[Collected data entries]
------------

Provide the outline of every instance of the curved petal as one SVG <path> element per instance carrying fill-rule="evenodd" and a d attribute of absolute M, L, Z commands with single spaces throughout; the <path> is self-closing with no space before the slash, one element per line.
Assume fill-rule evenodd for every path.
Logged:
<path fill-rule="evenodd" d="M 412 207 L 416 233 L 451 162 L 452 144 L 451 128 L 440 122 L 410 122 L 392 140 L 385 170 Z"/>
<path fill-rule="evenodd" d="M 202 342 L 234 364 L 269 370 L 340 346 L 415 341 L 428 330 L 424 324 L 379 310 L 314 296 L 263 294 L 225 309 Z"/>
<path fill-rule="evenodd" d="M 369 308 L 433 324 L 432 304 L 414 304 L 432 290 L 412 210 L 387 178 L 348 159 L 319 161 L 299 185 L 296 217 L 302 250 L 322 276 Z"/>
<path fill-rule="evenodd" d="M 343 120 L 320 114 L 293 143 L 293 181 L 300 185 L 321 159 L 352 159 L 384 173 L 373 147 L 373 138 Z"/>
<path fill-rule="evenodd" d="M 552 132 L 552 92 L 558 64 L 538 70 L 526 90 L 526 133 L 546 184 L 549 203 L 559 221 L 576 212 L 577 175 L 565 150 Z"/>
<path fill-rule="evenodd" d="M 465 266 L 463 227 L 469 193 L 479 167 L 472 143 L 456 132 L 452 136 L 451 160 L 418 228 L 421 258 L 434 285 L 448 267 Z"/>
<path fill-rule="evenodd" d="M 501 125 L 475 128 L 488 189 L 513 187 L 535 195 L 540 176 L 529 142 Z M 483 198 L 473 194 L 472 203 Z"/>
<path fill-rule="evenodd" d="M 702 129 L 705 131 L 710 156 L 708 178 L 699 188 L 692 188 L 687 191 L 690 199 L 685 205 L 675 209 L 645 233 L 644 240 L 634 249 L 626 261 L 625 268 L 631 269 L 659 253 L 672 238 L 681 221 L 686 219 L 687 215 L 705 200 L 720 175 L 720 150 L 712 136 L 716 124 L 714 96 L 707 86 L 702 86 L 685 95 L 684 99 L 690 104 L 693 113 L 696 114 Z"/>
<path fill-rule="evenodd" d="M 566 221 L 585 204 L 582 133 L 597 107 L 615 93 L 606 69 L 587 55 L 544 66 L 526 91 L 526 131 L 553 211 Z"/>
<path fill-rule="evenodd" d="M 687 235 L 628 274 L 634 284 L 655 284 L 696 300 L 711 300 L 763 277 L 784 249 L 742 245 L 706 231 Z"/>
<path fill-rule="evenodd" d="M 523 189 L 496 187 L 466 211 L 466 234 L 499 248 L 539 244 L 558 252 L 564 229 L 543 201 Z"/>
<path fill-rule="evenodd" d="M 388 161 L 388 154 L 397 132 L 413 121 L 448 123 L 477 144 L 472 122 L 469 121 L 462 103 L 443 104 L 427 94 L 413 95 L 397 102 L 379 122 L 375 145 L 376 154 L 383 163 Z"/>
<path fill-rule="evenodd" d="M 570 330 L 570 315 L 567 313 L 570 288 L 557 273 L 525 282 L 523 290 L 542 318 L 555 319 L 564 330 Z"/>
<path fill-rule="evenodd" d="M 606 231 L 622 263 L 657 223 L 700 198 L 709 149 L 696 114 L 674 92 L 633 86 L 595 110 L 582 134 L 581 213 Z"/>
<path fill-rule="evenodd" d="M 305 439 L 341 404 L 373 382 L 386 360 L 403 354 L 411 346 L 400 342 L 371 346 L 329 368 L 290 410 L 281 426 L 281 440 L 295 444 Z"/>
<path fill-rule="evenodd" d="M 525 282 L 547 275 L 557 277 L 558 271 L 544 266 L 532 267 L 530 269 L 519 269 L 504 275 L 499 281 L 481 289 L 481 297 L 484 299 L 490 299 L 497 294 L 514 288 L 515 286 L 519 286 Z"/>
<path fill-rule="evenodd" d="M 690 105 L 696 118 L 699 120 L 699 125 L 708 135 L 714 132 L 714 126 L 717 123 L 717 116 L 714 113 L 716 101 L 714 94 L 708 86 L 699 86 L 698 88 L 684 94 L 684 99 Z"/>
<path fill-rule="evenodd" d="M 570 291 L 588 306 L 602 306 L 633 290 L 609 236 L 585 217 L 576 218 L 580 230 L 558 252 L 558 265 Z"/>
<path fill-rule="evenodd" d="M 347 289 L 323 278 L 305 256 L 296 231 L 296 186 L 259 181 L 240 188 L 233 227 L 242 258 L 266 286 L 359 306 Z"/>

------------

== WORK ITEM ==
From the first line of the data through the line with "Assume fill-rule evenodd for every path.", quote each line exactly and add nothing else.

== TASK RESPONSE ==
Provide the outline of every instance of the curved petal as one SVG <path> element per instance carrying fill-rule="evenodd" and a d attribute of absolute M, L, Z commands with single spaces throughout; the <path> is self-closing with no space before the slash, one element per line.
Assume fill-rule evenodd for every path.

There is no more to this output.